Work required
Answer these from the passage on automating meals:
1. Who places the weekly food orders, and from which stores?
2. What food serves as the current daily reward?
3. What is the maximum number of pistachios that can be won in a day?

====== Reading passage ======

Haohan and I never go out to eat. We’ve made food something we’ve decided to automate. Every week Haohan orders from WholeFoods and Amazon and I do meal prep each week where I prepare our meals, snacks, and rewards. Since we never eat out, we save money and avoid acting on our desires. After a while, much of the temptation for processed food has left us. My current weakness is the Chinese date which I believe is overly optimised for sugar that I still desire and I am meditating on why I still desire it. We’ve made it very hard to purchase food outside since our orders are always the same and we have enough calories packed insight our meal packs every day. This is very important. Make all of your meals and not just one or two.

Rewards

We use special nuts as our daily reward. The reward is usually based on communication since we’ve been working on how we communicate with compassion. Our current rewards are raw pistachios which Haohan really loves and strives for as well as myself. We can win up to 20 raw shelled pistachios a day but we average around 7–10.

====== Data shown ======

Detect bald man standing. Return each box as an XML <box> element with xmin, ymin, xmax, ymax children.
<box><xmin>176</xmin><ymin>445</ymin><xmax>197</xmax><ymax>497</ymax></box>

======

Result below
1. Haohan places them, from WholeFoods and Amazon.
2. Raw pistachios.
3. Up to 20 raw shelled pistachios.